### TASK TO COMPLETE
Everything from the line containing "[point] every instance of the wooden" through the last line of the records must be returned verbatim, and nothing outside that range.

### MATERIALS PROVIDED
== == ==

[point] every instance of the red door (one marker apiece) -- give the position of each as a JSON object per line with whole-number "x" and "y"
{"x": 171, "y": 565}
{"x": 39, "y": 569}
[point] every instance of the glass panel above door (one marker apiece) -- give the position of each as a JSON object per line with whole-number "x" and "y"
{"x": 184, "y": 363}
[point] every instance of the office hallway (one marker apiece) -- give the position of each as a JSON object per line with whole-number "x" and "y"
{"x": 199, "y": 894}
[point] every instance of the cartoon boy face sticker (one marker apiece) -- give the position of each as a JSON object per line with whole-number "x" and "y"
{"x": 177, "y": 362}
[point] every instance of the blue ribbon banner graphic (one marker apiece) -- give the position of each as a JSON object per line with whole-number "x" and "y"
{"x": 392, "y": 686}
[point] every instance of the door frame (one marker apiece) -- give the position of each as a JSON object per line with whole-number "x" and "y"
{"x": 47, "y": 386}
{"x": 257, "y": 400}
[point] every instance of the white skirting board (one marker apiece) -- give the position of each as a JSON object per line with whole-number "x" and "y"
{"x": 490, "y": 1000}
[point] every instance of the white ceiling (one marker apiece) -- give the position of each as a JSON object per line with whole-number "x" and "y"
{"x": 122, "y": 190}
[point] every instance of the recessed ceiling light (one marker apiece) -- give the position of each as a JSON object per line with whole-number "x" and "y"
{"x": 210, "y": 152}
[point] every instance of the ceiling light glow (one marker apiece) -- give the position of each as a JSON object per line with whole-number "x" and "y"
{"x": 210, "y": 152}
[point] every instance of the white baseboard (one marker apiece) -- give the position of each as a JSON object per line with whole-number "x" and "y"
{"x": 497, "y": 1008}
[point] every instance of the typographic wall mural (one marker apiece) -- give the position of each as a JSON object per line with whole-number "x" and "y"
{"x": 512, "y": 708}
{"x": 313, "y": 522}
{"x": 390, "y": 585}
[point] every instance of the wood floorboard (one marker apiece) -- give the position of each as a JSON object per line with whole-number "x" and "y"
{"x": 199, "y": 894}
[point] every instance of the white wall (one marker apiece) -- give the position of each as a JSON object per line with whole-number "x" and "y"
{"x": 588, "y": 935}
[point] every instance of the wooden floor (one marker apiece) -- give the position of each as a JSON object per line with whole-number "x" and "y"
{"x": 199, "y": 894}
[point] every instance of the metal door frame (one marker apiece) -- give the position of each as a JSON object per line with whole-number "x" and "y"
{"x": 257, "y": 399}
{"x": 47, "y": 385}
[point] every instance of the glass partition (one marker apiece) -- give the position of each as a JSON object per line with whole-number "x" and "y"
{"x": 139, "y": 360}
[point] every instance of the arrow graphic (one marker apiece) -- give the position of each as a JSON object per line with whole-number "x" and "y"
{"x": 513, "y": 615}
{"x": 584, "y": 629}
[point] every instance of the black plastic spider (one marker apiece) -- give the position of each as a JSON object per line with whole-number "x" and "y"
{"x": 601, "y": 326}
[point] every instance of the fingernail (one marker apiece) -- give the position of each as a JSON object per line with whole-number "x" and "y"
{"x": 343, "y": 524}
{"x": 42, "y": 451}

== == ==

### ANSWER FOR THE TASK
[point] every instance of the wooden floor (one marker apiece) -- give the position of each as a JSON object per line with whole-number "x" and "y"
{"x": 199, "y": 894}
[point] every instance of the metal door frame (one marker apiece) -- give the position of each as a JSON object per line with whole-number "x" and "y"
{"x": 257, "y": 399}
{"x": 47, "y": 385}
[point] every instance of the glass partition (one marker apiece) -- give the position of each as a JSON object per line with whole-number "x" and "y"
{"x": 139, "y": 360}
[point] every instance of the arrow graphic (one marker apiece) -- give the position of each as a JSON object per line with whole-number "x" and "y"
{"x": 513, "y": 615}
{"x": 584, "y": 629}
[point] every instance of the black plastic spider (one marker apiece) -- give the position of each as a JSON object per line with whole-number "x" and "y"
{"x": 601, "y": 326}
[point] every instance of the fingernail (one marker apiece) -- give the position of each as a JSON object per line with whole-number "x" and "y"
{"x": 343, "y": 524}
{"x": 42, "y": 451}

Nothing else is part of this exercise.